## WRITTEN PROBLEM 1
Reproduce the passage of the case summary word for word, starting with "Case Summary and" and going on through "U.S. government surveillance.".
## WRITTEN PROBLEM 2
Translate this sentence from the case summary into Spanish: "Maximillian Schrems, an Austrian citizen, had been a Facebook user since 2008."

## SOURCE EXCERPT
┌────────
Case Summary and Outcome

The European Court of Justice struck down the transatlantic U.S.-EU Safe Harbor agreement that had been in place for 15 years and enabled companies to transfer data from Europe to the United States. U.S. companies could self-certify that they would comply with EU data protection standards in order to allow for the transfer of European data to the United States. The Court found that European data was not sufficiently protected in the United States and invalidated the decision that created the agreement. It was held that even if the U.S. companies involved were taking adequate protection measures, U.S. public authorities are not subject to the Safe Harbor guidelines and therefore European citizens’ data and privacy was at risk to U.S. government surveillance.


Facts

Maximillian Schrems, an Austrian citizen, had been a Facebook user since 2008. All of the data provided to Facebook in Ireland is transferred from Facebook’s Irish subsidiary to servers located in the United States, where it is processed. Mr. Schrems lodged a complaint with the Irish Data Protection Commissioner saying that in light of the revelations made in 2013 by Edward Snowden concerning the activities of the United States intelligence services such as the National Security Agency (‘NSA’), the law and practice of the United States did not offer adequate protection against surveillance by public authorities of the data transferred to that country. The Irish authority rejected the complaint taking the view that an investigation into the matters raised by Mr. Schrems was unfounded and that there was no evidence that Mr. Schrems’ personal data had been accessed by the NSA. Further, the Comissioner held that the allegations raised by Mr. Schrems would have to be determined in accordance with Decision 2000/520 – the Safe Harbor decision – and the Commission had found in that decision that the United States ensured an adequate level of protection.

The case then went before the High Court of Ireland. The High Court found that whilst electronic surveillance and interception of personal data transferred from the EU to the United States served necessary and indispensable objectives in the public interest, revelations made by Edward Snowden had demonstrated ‘significant over-reach’ on the part of the NSA and other federal agencies. It was held that Irish law precluded the transfer of personal data outside national territory unless the third country ensured an adequate level of protection for privacy and fundamental rights and freedoms and that the importance of the rights to privacy and the inviolability of the dwelling as guaranteed by the Irish Constitution, required that any interference with those rights be proportionate and in accordance with the law. It was held that mass and undifferentiated accessing of personal data is clearly contrary to the principle of proportionality and the fundamental values protected by the Irish Constitution but to be regarded as consistent with the Irish Constitution, it was necessary to demonstrate interceptions are targeted, that surveillance of certain persons or groups of persons is objectively justified in the interests of national security or the suppression of crime and that there are appropriate and verifiable safeguards. The High Court concluded that if the main proceedings were to be disposed of on the basis of Irish law alone, it would then have to be found that, given the serious doubt as to whether the United States ensures an adequate level of protection of personal data, the Commissioner should have proceeded to investigate the matters raised by Mr. Schrems in his complaint and was wrong to reject the complaint.
└────────
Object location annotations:
┌────────
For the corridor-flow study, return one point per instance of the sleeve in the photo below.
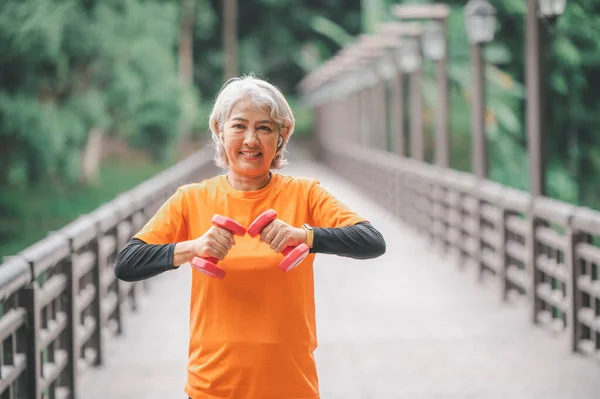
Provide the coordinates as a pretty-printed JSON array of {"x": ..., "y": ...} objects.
[
  {"x": 169, "y": 224},
  {"x": 327, "y": 210},
  {"x": 139, "y": 261}
]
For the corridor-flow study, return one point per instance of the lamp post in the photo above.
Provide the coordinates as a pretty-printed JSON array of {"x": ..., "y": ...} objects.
[
  {"x": 386, "y": 70},
  {"x": 435, "y": 48},
  {"x": 480, "y": 22},
  {"x": 551, "y": 9},
  {"x": 548, "y": 10},
  {"x": 410, "y": 62}
]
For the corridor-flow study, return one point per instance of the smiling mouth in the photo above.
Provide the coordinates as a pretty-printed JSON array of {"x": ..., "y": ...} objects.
[{"x": 251, "y": 154}]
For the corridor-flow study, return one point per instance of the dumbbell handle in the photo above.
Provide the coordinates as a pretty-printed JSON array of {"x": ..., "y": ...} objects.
[{"x": 227, "y": 224}]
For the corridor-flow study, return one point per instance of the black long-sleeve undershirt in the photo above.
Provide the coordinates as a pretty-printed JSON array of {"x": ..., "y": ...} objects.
[{"x": 139, "y": 260}]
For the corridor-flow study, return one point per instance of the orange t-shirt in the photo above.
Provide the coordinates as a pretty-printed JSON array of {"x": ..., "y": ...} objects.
[{"x": 252, "y": 334}]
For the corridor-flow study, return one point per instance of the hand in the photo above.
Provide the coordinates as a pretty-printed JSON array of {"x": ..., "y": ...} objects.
└────────
## CORRECT OUTPUT 1
Case Summary and Outcome

The European Court of Justice struck down the transatlantic U.S.-EU Safe Harbor agreement that had been in place for 15 years and enabled companies to transfer data from Europe to the United States. U.S. companies could self-certify that they would comply with EU data protection standards in order to allow for the transfer of European data to the United States. The Court found that European data was not sufficiently protected in the United States and invalidated the decision that created the agreement. It was held that even if the U.S. companies involved were taking adequate protection measures, U.S. public authorities are not subject to the Safe Harbor guidelines and therefore European citizens’ data and privacy was at risk to U.S. government surveillance.

## CORRECT OUTPUT 2
Maximillian Schrems, ciudadano austriaco, era usuario de Facebook desde 2008.